§ EXERCISE BRIEF: Continue the text on deriving the Einstein Field Equations, starting after its final sentence.

§ EXTRACT PROVIDED:
........

# Deriving the EFE

In light of the recent (very incredible!) discovery of gravitational waves, I thought it would be fun and interesting to describe a derivation of the (basically) fundamental result of general relativity: the Einstein Field Equations (EFEs). Note that this was written in the plural form; this is because it’s really a collection of 10 partial differential equations, written in the form of a single equation using tensors. (Why ten equations? Well, general relativity makes heavy (this is a pun) use of the metric tensor. This is a four-by-four matrix, and is also symmetric, giving us ten independent coefficients.) The post assumes knowledge of differential geometry.

Before deriving the field equations, we will talk about some physics. The principle of stationary action says that varying the action of a system gives us the equations of motion for that system. Let’s be a little more precise. Suppose $\mathscr{L}$ is the Lagrangian of a physical system. The principle of least action says that if $S=\int^{t_2}_{t_1}\mathscr{L}dt$ is the action of the mechanical system, then $\delta S = 0$. You can check that in a classical conservative system (when $\mathscr{L}$ is the kinetic energy minus the potential energy) that this yields Newton’s second law.

........

(Data entries)
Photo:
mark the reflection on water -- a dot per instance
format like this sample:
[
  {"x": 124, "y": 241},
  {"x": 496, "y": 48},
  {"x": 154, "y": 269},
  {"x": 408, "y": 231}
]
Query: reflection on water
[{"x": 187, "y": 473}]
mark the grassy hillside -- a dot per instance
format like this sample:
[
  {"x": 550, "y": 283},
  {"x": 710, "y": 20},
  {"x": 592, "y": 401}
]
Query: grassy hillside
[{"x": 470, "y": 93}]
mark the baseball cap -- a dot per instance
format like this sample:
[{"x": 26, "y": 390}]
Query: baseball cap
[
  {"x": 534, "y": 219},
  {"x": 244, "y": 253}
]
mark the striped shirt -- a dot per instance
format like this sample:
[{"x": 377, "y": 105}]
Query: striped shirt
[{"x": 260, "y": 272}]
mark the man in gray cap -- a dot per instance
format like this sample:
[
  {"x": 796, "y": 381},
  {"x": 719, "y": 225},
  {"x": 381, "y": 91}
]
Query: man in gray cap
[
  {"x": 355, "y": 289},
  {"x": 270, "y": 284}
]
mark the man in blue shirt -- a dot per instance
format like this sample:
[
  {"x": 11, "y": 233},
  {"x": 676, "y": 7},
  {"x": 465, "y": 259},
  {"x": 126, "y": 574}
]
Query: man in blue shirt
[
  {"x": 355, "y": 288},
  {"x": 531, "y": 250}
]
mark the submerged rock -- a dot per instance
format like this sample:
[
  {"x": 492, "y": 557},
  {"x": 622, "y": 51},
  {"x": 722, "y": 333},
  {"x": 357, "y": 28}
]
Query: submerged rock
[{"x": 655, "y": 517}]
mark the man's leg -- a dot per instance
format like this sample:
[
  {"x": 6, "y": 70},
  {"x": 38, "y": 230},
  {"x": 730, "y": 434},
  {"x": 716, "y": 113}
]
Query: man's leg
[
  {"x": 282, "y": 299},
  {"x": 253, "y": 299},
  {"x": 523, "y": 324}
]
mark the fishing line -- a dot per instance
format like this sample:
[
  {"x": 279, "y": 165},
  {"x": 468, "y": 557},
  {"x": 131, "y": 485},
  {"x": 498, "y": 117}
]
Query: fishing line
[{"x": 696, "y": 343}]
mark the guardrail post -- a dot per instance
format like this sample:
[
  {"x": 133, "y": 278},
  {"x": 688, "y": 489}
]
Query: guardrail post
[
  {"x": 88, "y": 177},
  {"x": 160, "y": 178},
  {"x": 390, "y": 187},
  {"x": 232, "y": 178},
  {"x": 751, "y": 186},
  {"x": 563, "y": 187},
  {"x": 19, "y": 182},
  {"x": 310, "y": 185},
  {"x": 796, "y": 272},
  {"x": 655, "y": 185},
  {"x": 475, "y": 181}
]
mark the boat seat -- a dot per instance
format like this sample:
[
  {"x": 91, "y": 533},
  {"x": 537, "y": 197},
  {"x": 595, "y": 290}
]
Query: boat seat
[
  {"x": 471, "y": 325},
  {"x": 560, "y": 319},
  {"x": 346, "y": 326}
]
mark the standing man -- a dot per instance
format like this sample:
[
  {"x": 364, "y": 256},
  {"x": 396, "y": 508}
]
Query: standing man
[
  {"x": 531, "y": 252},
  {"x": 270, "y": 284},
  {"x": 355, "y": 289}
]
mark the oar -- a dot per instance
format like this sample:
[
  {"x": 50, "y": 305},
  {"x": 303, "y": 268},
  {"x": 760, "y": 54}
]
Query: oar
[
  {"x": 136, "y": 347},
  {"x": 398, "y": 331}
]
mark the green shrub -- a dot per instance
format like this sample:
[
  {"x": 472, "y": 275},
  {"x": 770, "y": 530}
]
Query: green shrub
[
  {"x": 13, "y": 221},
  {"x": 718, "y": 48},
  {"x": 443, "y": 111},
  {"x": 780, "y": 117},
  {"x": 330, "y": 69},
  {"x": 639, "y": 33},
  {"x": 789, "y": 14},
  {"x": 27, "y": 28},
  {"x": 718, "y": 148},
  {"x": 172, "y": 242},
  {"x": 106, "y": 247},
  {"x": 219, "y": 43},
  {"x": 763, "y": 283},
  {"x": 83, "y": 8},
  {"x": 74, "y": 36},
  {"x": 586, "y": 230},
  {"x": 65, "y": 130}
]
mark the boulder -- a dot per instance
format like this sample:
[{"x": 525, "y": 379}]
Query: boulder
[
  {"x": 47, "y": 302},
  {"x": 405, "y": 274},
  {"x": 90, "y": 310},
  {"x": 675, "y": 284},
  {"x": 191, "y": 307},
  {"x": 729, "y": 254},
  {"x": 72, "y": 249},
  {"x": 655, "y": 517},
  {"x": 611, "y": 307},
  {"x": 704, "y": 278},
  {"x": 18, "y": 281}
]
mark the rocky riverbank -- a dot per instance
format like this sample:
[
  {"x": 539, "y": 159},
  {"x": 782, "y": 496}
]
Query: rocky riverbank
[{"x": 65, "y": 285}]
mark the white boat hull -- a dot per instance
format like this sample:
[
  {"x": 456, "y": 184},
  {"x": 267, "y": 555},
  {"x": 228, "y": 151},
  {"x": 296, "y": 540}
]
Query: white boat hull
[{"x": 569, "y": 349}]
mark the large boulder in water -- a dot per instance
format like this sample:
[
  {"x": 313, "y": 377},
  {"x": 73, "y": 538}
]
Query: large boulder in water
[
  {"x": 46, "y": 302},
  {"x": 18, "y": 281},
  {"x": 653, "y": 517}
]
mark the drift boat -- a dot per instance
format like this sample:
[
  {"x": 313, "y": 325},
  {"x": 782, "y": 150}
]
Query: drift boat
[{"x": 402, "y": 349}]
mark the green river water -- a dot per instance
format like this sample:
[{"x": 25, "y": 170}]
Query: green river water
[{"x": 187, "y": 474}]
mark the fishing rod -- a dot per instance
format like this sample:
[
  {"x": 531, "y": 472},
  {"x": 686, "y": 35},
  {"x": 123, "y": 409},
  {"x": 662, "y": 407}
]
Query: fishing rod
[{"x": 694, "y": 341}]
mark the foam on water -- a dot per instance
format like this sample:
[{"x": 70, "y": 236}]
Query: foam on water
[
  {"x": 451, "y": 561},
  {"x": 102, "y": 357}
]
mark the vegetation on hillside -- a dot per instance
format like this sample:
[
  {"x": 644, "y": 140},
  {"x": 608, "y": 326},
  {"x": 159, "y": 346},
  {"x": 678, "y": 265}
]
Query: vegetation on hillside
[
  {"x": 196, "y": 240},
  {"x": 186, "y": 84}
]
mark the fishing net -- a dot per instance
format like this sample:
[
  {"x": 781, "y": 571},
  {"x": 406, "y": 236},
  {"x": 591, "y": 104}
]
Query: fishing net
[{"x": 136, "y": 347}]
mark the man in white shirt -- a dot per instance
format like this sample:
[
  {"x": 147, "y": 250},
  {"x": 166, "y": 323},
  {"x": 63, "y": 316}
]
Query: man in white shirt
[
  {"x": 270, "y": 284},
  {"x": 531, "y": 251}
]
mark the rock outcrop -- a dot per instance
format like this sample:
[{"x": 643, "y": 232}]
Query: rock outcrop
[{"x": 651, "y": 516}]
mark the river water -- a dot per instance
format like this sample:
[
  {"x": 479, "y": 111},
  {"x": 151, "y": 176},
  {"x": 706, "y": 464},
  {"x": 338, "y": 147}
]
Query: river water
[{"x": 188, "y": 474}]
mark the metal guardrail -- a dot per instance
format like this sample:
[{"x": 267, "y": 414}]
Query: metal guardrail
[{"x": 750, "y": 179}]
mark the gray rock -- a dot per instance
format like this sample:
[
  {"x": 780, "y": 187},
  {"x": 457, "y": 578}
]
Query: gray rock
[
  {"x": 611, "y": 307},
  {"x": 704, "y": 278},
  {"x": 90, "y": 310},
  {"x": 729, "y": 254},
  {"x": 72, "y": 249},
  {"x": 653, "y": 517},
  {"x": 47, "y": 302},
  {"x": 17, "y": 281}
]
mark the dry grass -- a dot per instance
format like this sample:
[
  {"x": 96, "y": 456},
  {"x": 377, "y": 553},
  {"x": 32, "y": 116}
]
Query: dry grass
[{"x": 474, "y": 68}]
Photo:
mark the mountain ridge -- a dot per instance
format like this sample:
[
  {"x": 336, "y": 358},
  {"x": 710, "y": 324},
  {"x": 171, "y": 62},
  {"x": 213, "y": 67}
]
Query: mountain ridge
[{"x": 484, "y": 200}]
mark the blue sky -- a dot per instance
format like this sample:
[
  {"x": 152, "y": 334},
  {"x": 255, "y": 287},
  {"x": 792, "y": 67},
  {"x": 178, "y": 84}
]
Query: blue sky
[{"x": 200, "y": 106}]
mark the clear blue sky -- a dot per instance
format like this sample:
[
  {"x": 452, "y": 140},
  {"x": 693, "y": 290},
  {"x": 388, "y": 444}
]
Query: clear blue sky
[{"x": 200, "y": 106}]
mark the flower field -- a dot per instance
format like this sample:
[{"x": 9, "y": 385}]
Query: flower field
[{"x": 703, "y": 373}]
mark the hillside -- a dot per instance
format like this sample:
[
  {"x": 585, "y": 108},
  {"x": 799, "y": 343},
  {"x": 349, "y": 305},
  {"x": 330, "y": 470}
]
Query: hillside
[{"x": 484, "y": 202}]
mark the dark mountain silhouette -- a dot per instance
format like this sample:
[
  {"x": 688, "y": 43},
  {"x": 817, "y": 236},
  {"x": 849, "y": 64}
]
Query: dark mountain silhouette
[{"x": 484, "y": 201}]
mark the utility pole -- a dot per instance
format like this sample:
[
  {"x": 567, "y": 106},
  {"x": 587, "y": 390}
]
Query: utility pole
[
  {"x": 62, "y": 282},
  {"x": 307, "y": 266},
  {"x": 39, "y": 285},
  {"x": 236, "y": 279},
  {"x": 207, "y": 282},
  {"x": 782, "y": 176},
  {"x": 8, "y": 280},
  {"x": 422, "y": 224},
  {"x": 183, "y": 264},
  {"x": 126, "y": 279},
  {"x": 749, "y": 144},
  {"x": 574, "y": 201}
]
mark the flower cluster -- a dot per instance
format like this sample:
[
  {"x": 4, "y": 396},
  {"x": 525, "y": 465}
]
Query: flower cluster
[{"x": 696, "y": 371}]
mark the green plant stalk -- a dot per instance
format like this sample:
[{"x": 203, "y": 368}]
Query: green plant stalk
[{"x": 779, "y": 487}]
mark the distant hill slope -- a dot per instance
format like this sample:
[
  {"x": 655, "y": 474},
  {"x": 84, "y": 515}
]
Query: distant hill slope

........

§ TASK ANSWER:
Let $\mathscr{M}$ be the spacetime (a smooth, connected Lorentzian manifold with a metric, which, by the Lorentzian condition, means that it has signature, for eg., +++-) For general relativity, the gravitational part of the action is, in natural units:

$\displaystyle S=\frac{1}{16 \pi}\int_\mathscr{M} R\sqrt{-g}d^4x$

Here $g=\det(g_{\mu \nu})$, and $R = g^{\mu \nu}R_{\mu\nu}$. This is called the Einstein-Hilbert action. The whole action is, therefore, simply given by

$\displaystyle S = \int_\mathscr{M}\left(\frac{1}{16\pi}R + \mathscr{L}_\mathrm{matter}\right)\sqrt{-g}d^4x$

Let’s note here that the energy-momentum tensor is $\displaystyle T_{\mu\nu} = \frac{-2}{\sqrt{-g}}\frac{\delta\sqrt{-g}\mathscr{L}_\mathrm{matter}}{\delta g^{\mu\nu}}$.

The principle of least action tells us that $\delta S = 0$. What is $\delta S$? First, let’s consider $\displaystyle\frac{\delta(\sqrt{-g}R)}{\delta g^{\mu\nu}}$. This is simply given by $\displaystyle\sqrt{-g}\frac{\delta R}{\delta g^{\mu\nu}} + R\frac{\delta \sqrt{-g}}{\delta g^{\mu\nu}}$. We will expand each term separately. Since $R = g^{\mu\nu}R_{\mu\nu}$, varying this gives $R_{\mu\nu} + g^{\mu\nu}\frac{\delta R_{\mu\nu}}{\delta g^{\mu\nu}}$; but the latter term vanishes, so this is just $R_{\mu\nu}$.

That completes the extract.